AIM OF THE TASK:
Rewrite all the records below, putting "upper-left corner" wherever "top-left corner" appears and keeping everything else the same.

RECORDS TO PROCESS:
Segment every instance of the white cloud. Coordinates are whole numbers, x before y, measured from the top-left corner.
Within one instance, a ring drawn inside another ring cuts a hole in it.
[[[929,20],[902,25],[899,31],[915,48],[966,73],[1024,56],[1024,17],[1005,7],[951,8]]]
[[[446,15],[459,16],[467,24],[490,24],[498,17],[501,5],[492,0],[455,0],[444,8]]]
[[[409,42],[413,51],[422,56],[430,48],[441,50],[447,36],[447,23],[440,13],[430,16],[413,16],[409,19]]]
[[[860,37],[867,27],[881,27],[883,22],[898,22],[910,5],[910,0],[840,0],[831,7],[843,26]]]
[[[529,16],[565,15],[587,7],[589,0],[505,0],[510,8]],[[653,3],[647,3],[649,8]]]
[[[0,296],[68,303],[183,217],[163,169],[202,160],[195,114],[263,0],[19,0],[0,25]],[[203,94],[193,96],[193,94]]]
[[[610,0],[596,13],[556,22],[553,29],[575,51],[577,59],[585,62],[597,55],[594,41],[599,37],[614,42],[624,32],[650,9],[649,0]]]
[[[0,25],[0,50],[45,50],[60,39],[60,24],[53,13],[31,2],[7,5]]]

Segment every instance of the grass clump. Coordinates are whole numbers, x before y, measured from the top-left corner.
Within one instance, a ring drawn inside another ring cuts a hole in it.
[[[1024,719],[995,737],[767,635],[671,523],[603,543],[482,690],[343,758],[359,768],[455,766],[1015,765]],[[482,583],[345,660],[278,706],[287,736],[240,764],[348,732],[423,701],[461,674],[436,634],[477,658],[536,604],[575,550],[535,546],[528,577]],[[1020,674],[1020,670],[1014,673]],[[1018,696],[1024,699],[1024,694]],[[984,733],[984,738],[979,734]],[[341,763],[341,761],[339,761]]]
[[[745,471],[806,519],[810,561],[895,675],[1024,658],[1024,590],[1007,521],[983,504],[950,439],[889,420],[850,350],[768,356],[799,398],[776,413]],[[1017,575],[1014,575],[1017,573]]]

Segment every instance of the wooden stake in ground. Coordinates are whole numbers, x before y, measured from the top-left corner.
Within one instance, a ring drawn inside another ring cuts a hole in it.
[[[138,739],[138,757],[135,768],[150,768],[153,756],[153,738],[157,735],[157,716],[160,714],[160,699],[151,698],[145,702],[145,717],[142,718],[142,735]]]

ANSWER FOR THIS EXERCISE:
Segment every instance of the white cloud. Coordinates are whole numbers, x before y, measured from the upper-left corner.
Within one instance, a ring drawn inside another ring cuts a hole in it.
[[[929,20],[902,25],[899,31],[915,48],[966,73],[1024,56],[1024,17],[1005,7],[951,8]]]
[[[446,15],[459,16],[467,24],[490,24],[498,17],[501,5],[492,0],[455,0],[444,8]]]
[[[409,42],[413,51],[422,56],[430,48],[441,50],[447,36],[447,23],[440,13],[430,16],[413,16],[409,19]]]
[[[860,37],[867,27],[881,27],[883,22],[898,22],[910,5],[910,0],[840,0],[831,7],[843,26]]]
[[[529,16],[565,15],[587,7],[589,0],[505,0],[510,8]],[[653,3],[647,3],[649,8]]]
[[[0,296],[68,303],[183,217],[163,169],[202,160],[195,114],[263,0],[19,0],[0,25]],[[203,94],[193,96],[193,94]]]
[[[610,0],[596,13],[556,22],[553,29],[575,51],[577,59],[585,62],[597,55],[594,41],[599,37],[614,42],[624,32],[650,9],[649,0]]]
[[[0,25],[0,50],[45,50],[60,39],[60,24],[53,13],[31,2],[7,5]]]

Segment every instance of the grass clump. Coordinates are whole numbers, x before y, measured from the upper-left corner.
Within one instance, a ring drawn inside another ring cuts a hole in it.
[[[1024,719],[995,737],[767,635],[671,523],[603,543],[482,690],[343,758],[359,768],[455,766],[1015,765]],[[482,583],[345,660],[278,706],[287,736],[240,764],[348,732],[423,701],[461,674],[436,634],[477,658],[536,604],[575,550],[535,546],[528,577]],[[1020,674],[1020,670],[1014,673]],[[1018,696],[1024,699],[1024,694]],[[984,733],[984,738],[979,734]],[[341,763],[341,761],[339,761]]]
[[[745,471],[806,519],[810,561],[895,675],[1024,658],[1024,590],[1007,521],[983,504],[950,439],[889,420],[850,350],[768,356],[799,398],[776,413]],[[1017,575],[1014,575],[1017,573]]]

Segment every instance of the wooden stake in ground. Coordinates are whole numbers, x before y, measured from the upper-left corner.
Within one instance, a ring drawn inside another ring cuts a hole in it.
[[[138,739],[138,757],[135,768],[150,768],[153,756],[153,738],[157,735],[157,716],[160,714],[160,699],[151,698],[145,702],[145,717],[142,718],[142,735]]]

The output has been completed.